(Segmentation mask data)
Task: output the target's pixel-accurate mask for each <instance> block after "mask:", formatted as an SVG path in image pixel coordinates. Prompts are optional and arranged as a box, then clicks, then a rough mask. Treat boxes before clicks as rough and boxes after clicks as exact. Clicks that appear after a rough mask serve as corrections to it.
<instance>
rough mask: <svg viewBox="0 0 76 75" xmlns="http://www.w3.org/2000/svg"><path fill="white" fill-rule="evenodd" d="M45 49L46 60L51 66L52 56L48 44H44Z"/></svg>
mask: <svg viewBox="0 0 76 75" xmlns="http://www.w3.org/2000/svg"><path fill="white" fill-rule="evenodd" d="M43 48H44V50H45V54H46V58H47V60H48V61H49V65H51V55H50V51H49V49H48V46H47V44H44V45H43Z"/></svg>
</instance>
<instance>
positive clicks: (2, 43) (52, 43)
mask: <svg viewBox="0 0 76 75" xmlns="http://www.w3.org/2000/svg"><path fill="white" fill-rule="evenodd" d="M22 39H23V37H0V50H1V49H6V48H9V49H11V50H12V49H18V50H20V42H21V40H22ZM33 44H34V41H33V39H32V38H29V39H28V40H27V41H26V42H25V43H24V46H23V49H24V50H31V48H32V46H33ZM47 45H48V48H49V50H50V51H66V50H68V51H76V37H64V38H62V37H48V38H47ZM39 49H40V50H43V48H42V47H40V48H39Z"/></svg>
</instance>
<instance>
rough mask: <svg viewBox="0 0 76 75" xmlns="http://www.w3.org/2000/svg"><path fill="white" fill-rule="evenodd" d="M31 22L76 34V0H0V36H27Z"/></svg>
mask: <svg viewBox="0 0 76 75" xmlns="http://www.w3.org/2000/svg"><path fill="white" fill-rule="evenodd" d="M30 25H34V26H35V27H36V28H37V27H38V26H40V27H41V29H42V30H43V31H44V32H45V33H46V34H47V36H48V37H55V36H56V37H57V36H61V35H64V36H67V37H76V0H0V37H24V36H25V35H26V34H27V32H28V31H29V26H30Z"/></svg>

• **TASK STATEMENT**
Display every line of the data above that contains the word "clicks".

• **WORKED SOLUTION**
Task: output the target's pixel-accurate mask for each <instance> block after "mask:", formatted as an SVG path in image pixel coordinates. Prompts are optional and arranged as a box, then clicks, then a rough mask. Treat boxes before clicks as rough and boxes after clicks as exact. Clicks that appear after a rough mask serve as corrections to it.
positive clicks: (2, 43) (52, 43)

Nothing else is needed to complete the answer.